The request: Restate, word for word, every line of the data.

Given records:
-*-*-

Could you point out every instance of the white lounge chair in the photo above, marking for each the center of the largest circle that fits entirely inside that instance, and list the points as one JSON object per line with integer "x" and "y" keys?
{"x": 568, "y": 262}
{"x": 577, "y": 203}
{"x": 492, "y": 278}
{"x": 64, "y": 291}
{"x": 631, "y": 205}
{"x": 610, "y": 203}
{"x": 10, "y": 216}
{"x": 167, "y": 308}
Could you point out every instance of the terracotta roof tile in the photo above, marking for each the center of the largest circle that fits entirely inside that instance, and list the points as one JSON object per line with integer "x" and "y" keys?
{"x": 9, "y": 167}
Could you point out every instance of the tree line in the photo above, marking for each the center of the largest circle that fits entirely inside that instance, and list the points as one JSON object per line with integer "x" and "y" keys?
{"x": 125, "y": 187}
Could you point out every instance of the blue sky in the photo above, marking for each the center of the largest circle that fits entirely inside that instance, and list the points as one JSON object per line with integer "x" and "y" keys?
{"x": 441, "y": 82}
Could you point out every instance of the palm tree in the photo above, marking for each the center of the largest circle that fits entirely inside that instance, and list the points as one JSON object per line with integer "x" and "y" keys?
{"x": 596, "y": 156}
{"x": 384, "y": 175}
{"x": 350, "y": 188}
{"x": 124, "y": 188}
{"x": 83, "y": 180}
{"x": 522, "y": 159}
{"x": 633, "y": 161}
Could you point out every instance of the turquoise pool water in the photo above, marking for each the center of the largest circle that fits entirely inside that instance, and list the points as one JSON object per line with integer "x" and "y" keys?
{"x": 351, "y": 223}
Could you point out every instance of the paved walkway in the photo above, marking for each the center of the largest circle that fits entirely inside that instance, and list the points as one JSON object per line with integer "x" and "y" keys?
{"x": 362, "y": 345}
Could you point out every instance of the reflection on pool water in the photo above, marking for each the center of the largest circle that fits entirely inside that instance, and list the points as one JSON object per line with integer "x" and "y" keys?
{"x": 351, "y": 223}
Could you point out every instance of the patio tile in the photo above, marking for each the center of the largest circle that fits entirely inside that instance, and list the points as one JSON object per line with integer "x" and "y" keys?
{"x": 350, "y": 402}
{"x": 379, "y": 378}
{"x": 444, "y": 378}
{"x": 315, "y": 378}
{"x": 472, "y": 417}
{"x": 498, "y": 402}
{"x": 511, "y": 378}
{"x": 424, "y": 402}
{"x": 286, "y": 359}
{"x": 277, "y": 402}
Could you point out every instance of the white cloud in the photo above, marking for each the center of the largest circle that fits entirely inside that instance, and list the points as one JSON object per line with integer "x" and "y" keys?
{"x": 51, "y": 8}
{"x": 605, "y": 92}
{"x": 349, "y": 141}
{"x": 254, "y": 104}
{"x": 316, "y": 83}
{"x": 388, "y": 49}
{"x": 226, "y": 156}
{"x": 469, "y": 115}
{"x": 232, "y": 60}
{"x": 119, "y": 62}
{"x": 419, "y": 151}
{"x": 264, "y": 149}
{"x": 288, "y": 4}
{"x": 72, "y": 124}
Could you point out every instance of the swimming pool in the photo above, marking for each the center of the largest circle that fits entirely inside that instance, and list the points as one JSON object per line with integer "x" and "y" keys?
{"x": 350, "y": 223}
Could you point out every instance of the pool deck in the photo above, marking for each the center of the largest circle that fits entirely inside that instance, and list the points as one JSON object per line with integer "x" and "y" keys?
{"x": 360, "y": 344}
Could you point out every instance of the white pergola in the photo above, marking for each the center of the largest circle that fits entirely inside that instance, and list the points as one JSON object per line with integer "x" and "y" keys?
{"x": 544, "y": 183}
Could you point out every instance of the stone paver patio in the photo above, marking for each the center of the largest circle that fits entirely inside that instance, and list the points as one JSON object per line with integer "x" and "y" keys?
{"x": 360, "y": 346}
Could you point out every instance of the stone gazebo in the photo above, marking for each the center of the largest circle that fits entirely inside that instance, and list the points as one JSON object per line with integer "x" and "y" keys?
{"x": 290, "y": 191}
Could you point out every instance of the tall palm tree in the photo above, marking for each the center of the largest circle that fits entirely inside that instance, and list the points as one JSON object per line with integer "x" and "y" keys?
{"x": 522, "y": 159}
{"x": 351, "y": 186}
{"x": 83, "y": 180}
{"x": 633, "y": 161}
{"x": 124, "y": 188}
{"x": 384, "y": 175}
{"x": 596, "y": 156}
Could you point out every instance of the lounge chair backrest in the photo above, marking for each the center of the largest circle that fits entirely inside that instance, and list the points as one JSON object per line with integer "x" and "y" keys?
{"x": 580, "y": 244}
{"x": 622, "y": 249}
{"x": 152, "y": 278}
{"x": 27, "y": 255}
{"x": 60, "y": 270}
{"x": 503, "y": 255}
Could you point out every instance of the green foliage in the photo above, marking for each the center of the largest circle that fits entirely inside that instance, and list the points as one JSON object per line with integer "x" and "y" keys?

-*-*-

Result of the exercise:
Could you point out every instance of the white lounge chair in the photo above, marking for each the center of the largest circle that fits entirely inside that instance, and list the points as one JSON object per line with integer "x" and "y" keys?
{"x": 568, "y": 262}
{"x": 577, "y": 203}
{"x": 492, "y": 278}
{"x": 64, "y": 291}
{"x": 631, "y": 205}
{"x": 610, "y": 203}
{"x": 10, "y": 216}
{"x": 167, "y": 308}
Could you point out every instance of the terracotta roof tile in the photo above, marking for each the center of the largest circle that fits entirely inside that instance, and list the points as one JSON object per line with integer "x" and "y" keys?
{"x": 9, "y": 167}
Could you point out every instance of the tree line in the photo above, marking for each the center of the largest circle that fits entirely inside that instance, and list the points as one JSON object per line with integer "x" and "y" keys?
{"x": 125, "y": 187}
Could you point out every instance of the blue sky in the photo above, marking for each the center of the largest circle that fits entirely inside that instance, and list the points as one JSON object per line with integer "x" and "y" keys?
{"x": 441, "y": 82}
Could you point out every instance of the palm tree in the photo above, marking for each the center of the largest circle that fits entirely inside that instance, and list the points as one JSON object per line with integer "x" and "y" keys?
{"x": 596, "y": 156}
{"x": 384, "y": 175}
{"x": 350, "y": 188}
{"x": 124, "y": 188}
{"x": 83, "y": 180}
{"x": 522, "y": 159}
{"x": 633, "y": 161}
Could you point out every instance of the turquoise pool water in the photo above, marking for each the center of the largest circle that fits entirely inside that instance, and list the points as one JSON object per line with integer "x" and "y" keys?
{"x": 351, "y": 223}
Could you point out every instance of the paved walkway in the photo above, marking for each the center of the largest circle that fits entirely inside that instance, and list the points as one JSON object per line with integer "x" and "y" keys?
{"x": 362, "y": 345}
Could you point out every instance of the reflection on pool water in the photo above, marking for each the center of the largest circle that fits entirely inside that instance, and list the points as one JSON object per line with integer "x" and "y" keys?
{"x": 351, "y": 223}
Could you point out every instance of the patio tile in the photo above, marking for each the center of the largest circle that fits entirely inside that instance, and list the points as one JSON object per line with integer "x" and "y" keys?
{"x": 350, "y": 402}
{"x": 379, "y": 378}
{"x": 444, "y": 378}
{"x": 315, "y": 378}
{"x": 472, "y": 417}
{"x": 498, "y": 402}
{"x": 511, "y": 378}
{"x": 424, "y": 402}
{"x": 286, "y": 359}
{"x": 277, "y": 402}
Could you point out every instance of the white cloud in the photo above, marking for each the center of the largest circle that fits entirely inside that instance, and list the points as one JSON object per line with integer "x" and "y" keys?
{"x": 51, "y": 8}
{"x": 605, "y": 92}
{"x": 349, "y": 141}
{"x": 254, "y": 104}
{"x": 316, "y": 83}
{"x": 388, "y": 49}
{"x": 226, "y": 156}
{"x": 469, "y": 115}
{"x": 232, "y": 60}
{"x": 119, "y": 62}
{"x": 419, "y": 151}
{"x": 264, "y": 149}
{"x": 288, "y": 4}
{"x": 72, "y": 124}
Could you point out every instance of the swimming pool in the photo above, marking for each the center of the largest circle that fits entirely inside that instance, and list the points as one JSON object per line with integer "x" and "y" keys?
{"x": 350, "y": 223}
Could you point out every instance of the pool deck in the photo above, marking for each the center of the largest circle that fits entirely inside that instance, and list the points as one JSON object per line with integer "x" and "y" keys?
{"x": 360, "y": 344}
Could you point out every instance of the white pergola in the photo above, marking for each the center of the largest circle that fits entirely inside that instance, and list the points as one JSON object per line with integer "x" and "y" keys?
{"x": 544, "y": 183}
Could you point out every instance of the stone paver patio in the photo above, marking for each the center of the largest circle that fits entirely inside that instance, and list the points as one JSON object per line with integer "x" and "y" keys?
{"x": 360, "y": 346}
Could you point out every instance of the stone gazebo in the photo above, marking for each the center of the largest circle that fits entirely inside that instance, and list the points as one JSON object per line with integer "x" and "y" keys?
{"x": 290, "y": 191}
Could you point out every instance of the tall palm tree in the photo above, marking for each the center of the largest circle that fits entirely inside that instance, and list the points as one JSON object per line with integer "x" and "y" keys?
{"x": 522, "y": 159}
{"x": 351, "y": 186}
{"x": 83, "y": 180}
{"x": 633, "y": 161}
{"x": 124, "y": 188}
{"x": 384, "y": 175}
{"x": 596, "y": 156}
Could you point out every instance of the lounge chair backrest in the photo above, marking for each the center of the largest circle that fits entirely inside that instance, and list the points as one JSON object per line with integer "x" and "y" keys?
{"x": 580, "y": 244}
{"x": 622, "y": 249}
{"x": 152, "y": 278}
{"x": 27, "y": 255}
{"x": 60, "y": 270}
{"x": 503, "y": 255}
Could you point out every instance of the green foliage in the photo above, marking for each the center of the largest circle that fits entirely inside that instance, and list the points as one JSON object per line with integer "x" and "y" keys?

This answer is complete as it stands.